Instructions for the task
Pictures don't belong in the copy; print all the records exactly.

Exercise material
>>>

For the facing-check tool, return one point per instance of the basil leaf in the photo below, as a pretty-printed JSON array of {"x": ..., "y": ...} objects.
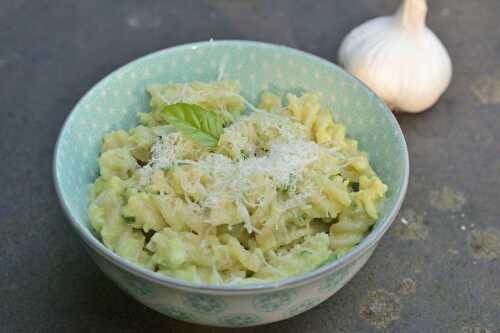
[
  {"x": 129, "y": 219},
  {"x": 200, "y": 125}
]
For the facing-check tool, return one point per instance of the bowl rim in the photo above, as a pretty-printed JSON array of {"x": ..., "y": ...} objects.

<<<

Exercise answer
For the facing-check tool, return one point per instance of the basil leaf in the photo below, as a pretty-printed JSON array of {"x": ..., "y": ...} objects.
[
  {"x": 129, "y": 219},
  {"x": 200, "y": 125}
]
For the facing-check tool, return one point per instance of the bowl rim in the photo above, as a pretty-printed JSON array of {"x": ..., "y": ...} objects.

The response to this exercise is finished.